* **Exercise details**: All of the data needs to be repeated exactly.

* **Material supplied**:
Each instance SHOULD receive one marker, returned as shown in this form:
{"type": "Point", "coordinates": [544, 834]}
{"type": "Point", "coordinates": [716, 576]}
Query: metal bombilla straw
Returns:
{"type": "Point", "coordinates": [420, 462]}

* **Response below**:
Each instance SHOULD receive one marker, returned as shown in this form:
{"type": "Point", "coordinates": [544, 834]}
{"type": "Point", "coordinates": [716, 576]}
Query: metal bombilla straw
Returns:
{"type": "Point", "coordinates": [420, 462]}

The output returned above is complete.